• [Task description]: Examine the data below and state how many lines contain "snow", offering no other words.

• [Data listing]:
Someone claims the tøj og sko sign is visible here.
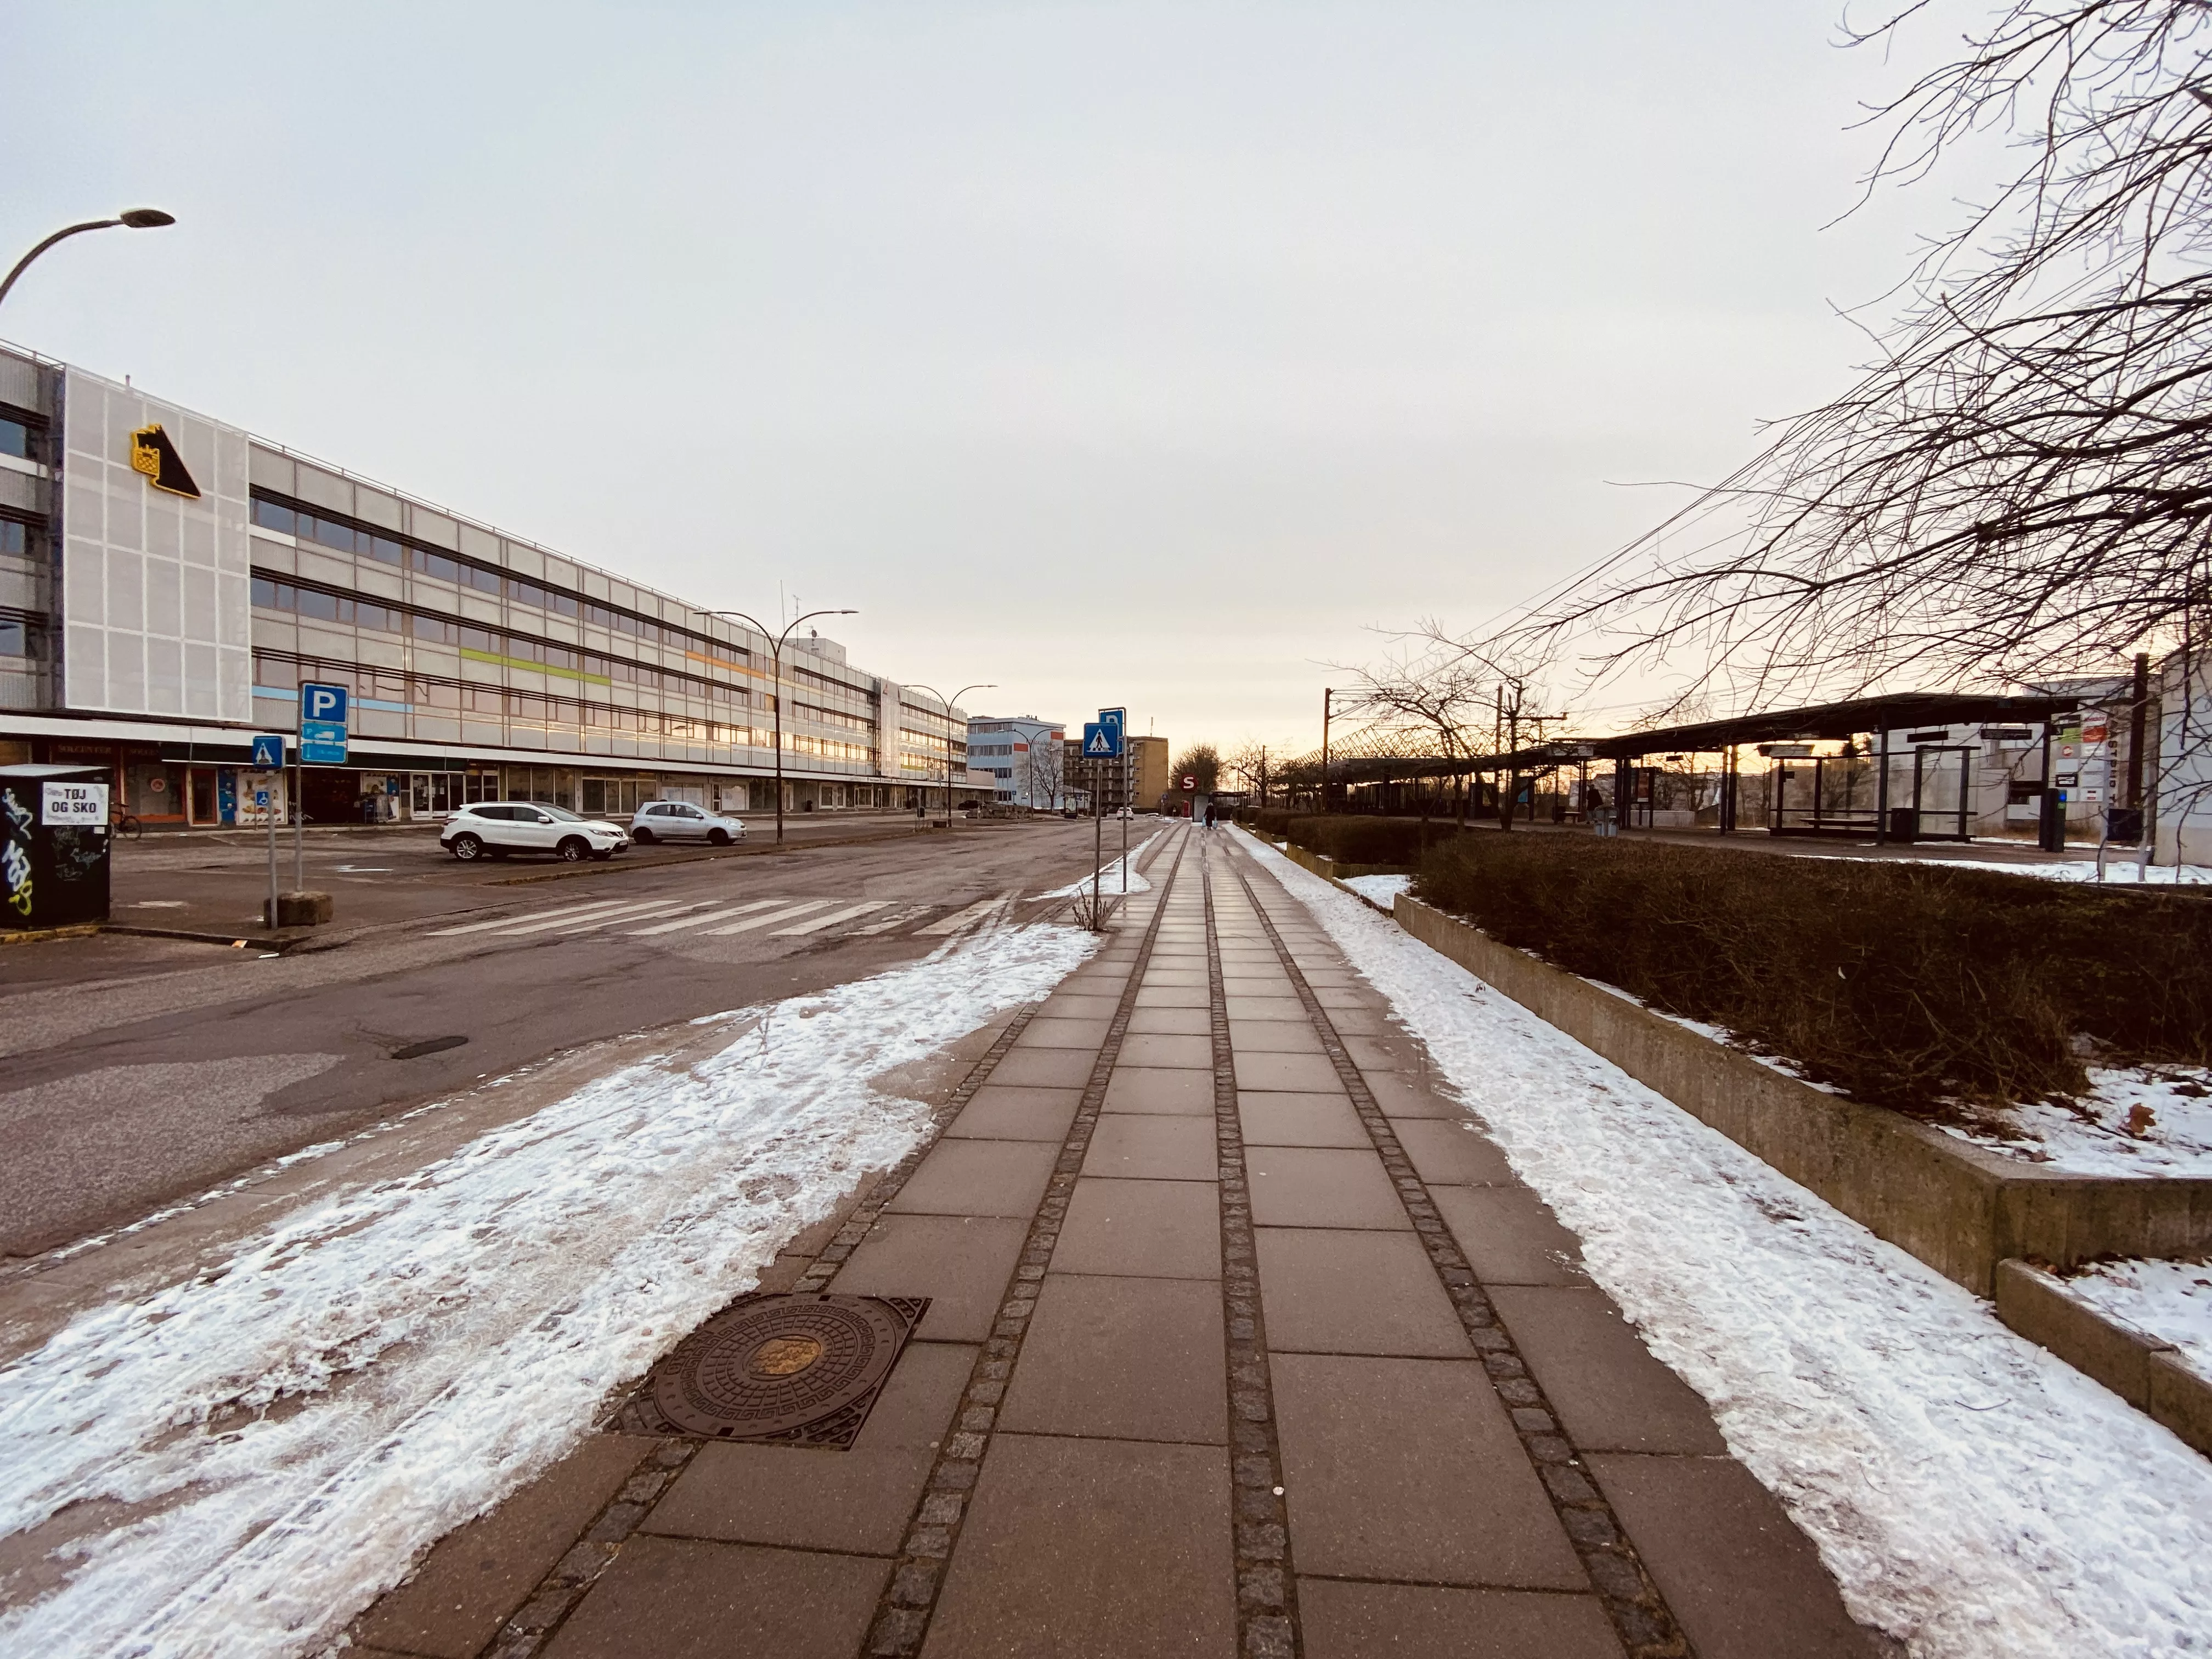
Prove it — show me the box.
[43,780,110,827]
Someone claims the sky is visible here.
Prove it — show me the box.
[1,2,1977,756]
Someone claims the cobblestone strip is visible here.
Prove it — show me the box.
[857,827,1193,1658]
[1201,846,1304,1659]
[1223,849,1692,1659]
[472,1001,1058,1659]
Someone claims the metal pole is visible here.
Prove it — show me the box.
[1120,740,1128,893]
[1321,688,1333,812]
[771,639,785,845]
[1875,727,1889,845]
[1093,757,1104,929]
[266,772,278,925]
[292,748,304,892]
[0,211,173,312]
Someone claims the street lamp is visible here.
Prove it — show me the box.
[905,681,995,826]
[0,210,176,311]
[695,605,856,846]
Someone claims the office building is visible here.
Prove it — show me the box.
[0,346,991,825]
[964,715,1066,809]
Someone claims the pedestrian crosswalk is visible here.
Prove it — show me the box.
[427,890,1017,946]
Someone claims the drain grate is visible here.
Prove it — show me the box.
[623,1293,928,1447]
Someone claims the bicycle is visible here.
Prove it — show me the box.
[112,813,143,840]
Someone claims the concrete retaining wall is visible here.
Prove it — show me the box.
[1391,895,2212,1298]
[1993,1261,2212,1456]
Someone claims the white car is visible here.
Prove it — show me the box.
[629,800,746,845]
[441,803,631,862]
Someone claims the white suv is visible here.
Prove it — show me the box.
[629,800,746,845]
[441,803,631,862]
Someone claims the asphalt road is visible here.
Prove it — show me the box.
[0,817,1144,1260]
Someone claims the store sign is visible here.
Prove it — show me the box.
[2079,710,2111,745]
[43,780,110,826]
[129,423,202,499]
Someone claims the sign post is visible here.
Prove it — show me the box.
[295,684,349,902]
[251,734,285,928]
[1081,720,1123,929]
[1100,708,1127,891]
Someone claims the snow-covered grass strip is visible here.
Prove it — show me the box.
[2061,1259,2212,1382]
[0,919,1094,1659]
[1818,854,2212,885]
[1032,828,1166,898]
[1338,873,1410,909]
[1237,829,2212,1659]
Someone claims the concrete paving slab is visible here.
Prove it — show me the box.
[1362,1070,1467,1118]
[945,1085,1081,1143]
[1233,1052,1345,1093]
[987,1047,1101,1090]
[1391,1118,1519,1185]
[1489,1286,1727,1454]
[1056,1178,1221,1279]
[1227,1019,1325,1053]
[1082,1114,1218,1181]
[1248,1147,1412,1230]
[1000,1275,1227,1444]
[1297,1579,1619,1659]
[926,1434,1235,1659]
[1015,1017,1114,1049]
[836,1215,1028,1342]
[886,1139,1060,1218]
[1222,995,1308,1022]
[1116,1033,1214,1070]
[1342,1034,1420,1071]
[1237,1092,1370,1148]
[543,1537,888,1659]
[1588,1454,1881,1659]
[1271,1353,1586,1590]
[1256,1228,1469,1356]
[1124,1006,1212,1035]
[1102,1067,1214,1115]
[1134,985,1211,1008]
[354,1434,653,1659]
[644,1343,973,1554]
[1432,1187,1587,1285]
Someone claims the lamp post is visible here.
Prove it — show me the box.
[0,210,176,312]
[695,605,856,846]
[906,681,995,826]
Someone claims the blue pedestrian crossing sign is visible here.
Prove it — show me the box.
[250,734,285,770]
[1082,721,1122,759]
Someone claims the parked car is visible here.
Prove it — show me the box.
[629,800,746,845]
[441,803,630,862]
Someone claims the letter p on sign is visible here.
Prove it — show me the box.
[301,682,349,724]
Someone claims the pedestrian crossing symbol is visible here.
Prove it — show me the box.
[1082,722,1121,758]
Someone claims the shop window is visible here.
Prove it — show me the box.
[411,773,459,815]
[464,769,500,803]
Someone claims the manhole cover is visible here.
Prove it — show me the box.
[640,1293,927,1446]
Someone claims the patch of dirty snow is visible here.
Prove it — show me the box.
[1033,828,1166,899]
[1338,873,1411,908]
[1236,827,2212,1659]
[1939,1068,2212,1176]
[0,920,1094,1659]
[2059,1259,2212,1382]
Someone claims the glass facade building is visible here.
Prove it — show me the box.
[0,346,988,826]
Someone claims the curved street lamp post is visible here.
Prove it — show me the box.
[905,681,995,827]
[695,606,856,846]
[0,210,176,312]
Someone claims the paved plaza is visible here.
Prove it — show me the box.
[348,825,1880,1659]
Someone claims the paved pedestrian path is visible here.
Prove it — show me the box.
[350,827,1881,1659]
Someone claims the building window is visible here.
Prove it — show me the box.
[0,612,40,659]
[0,411,42,464]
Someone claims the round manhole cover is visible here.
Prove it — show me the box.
[651,1294,909,1438]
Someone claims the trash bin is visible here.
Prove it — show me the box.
[2106,805,2145,844]
[0,764,114,929]
[1887,806,1918,843]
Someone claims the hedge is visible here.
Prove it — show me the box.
[1409,834,2212,1115]
[1247,812,1469,867]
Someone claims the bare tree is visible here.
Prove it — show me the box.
[1479,1,2212,732]
[1020,733,1064,811]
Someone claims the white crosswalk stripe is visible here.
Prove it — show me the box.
[427,899,637,937]
[769,901,888,936]
[486,898,704,936]
[702,899,833,936]
[915,893,1012,936]
[625,899,791,935]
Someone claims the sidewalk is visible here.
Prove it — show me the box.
[349,826,1883,1659]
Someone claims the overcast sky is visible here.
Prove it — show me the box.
[2,2,1968,754]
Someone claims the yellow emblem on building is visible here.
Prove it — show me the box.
[129,423,201,499]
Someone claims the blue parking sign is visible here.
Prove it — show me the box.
[301,682,349,725]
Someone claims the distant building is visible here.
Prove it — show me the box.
[1064,730,1169,812]
[965,714,1065,809]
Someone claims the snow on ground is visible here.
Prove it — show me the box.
[0,918,1094,1659]
[1940,1069,2212,1176]
[2058,1260,2212,1382]
[1032,828,1165,899]
[1238,829,2212,1659]
[1830,854,2212,885]
[1337,873,1411,908]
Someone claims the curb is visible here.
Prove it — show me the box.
[1994,1260,2212,1456]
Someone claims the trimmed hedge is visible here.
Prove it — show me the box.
[1411,834,2212,1115]
[1248,812,1469,868]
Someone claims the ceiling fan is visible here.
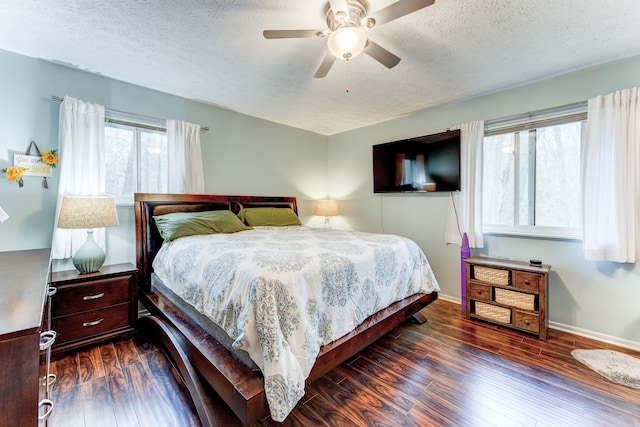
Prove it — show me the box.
[263,0,435,78]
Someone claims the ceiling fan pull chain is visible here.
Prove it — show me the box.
[345,62,350,93]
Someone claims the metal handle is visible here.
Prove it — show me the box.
[38,399,54,421]
[47,286,57,297]
[83,318,104,327]
[39,330,57,351]
[83,292,105,301]
[43,373,57,388]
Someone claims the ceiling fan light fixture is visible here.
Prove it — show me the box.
[327,26,367,60]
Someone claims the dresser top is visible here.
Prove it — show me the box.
[0,248,51,338]
[464,255,551,273]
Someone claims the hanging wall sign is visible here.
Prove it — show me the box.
[13,154,53,177]
[1,141,57,188]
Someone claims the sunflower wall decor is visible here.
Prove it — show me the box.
[2,140,57,188]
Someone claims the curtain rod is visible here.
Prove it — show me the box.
[51,96,210,131]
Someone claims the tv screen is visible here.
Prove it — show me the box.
[373,129,461,193]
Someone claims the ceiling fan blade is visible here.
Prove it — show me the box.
[329,0,350,18]
[367,0,435,26]
[263,30,322,39]
[314,52,336,78]
[364,40,401,69]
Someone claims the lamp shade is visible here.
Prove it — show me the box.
[327,26,367,60]
[316,199,338,217]
[57,196,119,274]
[57,196,119,229]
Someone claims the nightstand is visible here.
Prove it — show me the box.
[50,263,137,355]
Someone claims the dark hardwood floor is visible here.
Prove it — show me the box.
[48,299,640,427]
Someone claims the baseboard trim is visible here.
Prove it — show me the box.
[438,293,640,352]
[549,322,640,352]
[437,294,461,305]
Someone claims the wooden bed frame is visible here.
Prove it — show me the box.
[134,193,438,426]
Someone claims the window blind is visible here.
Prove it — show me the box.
[484,101,587,136]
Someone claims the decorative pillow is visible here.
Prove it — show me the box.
[237,207,302,226]
[154,210,252,242]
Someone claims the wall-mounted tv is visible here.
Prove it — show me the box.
[373,129,461,193]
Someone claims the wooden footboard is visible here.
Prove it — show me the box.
[140,289,266,425]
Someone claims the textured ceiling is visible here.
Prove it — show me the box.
[1,0,640,135]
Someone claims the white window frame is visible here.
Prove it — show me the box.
[482,103,587,240]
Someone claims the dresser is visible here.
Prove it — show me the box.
[0,248,52,426]
[50,263,137,355]
[465,256,550,340]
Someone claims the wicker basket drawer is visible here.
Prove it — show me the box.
[514,311,540,333]
[473,266,510,285]
[494,288,536,310]
[474,302,511,324]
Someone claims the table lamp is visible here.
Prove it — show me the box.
[316,199,338,226]
[57,196,119,273]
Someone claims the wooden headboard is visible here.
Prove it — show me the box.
[134,193,298,291]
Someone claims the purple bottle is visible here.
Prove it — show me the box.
[460,233,470,311]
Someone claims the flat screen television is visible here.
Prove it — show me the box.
[373,129,461,193]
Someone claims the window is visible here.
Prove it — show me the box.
[482,104,586,239]
[105,121,167,204]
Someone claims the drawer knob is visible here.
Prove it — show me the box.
[524,279,530,285]
[83,318,104,327]
[83,292,105,301]
[524,320,530,325]
[476,289,482,295]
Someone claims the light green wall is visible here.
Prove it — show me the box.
[328,55,640,348]
[2,47,639,347]
[0,50,328,270]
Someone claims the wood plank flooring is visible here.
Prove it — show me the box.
[47,299,640,427]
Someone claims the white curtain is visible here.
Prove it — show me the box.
[445,120,485,248]
[51,97,106,259]
[166,120,205,193]
[582,88,640,263]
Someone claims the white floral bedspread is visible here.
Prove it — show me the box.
[152,226,439,422]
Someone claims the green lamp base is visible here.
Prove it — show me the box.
[72,230,106,274]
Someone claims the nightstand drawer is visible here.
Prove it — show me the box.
[52,277,130,317]
[53,304,130,345]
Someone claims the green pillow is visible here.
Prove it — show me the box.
[154,210,252,242]
[237,207,302,226]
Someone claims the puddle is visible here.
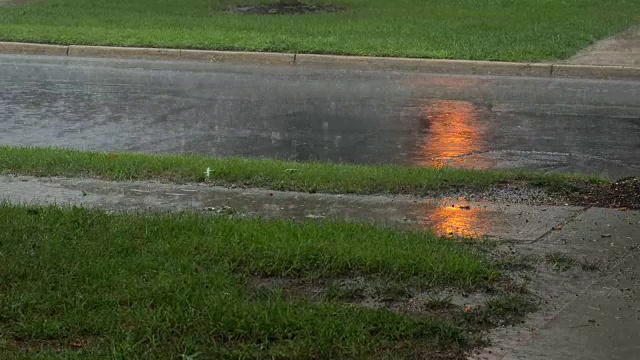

• [Answer for this exercise]: 3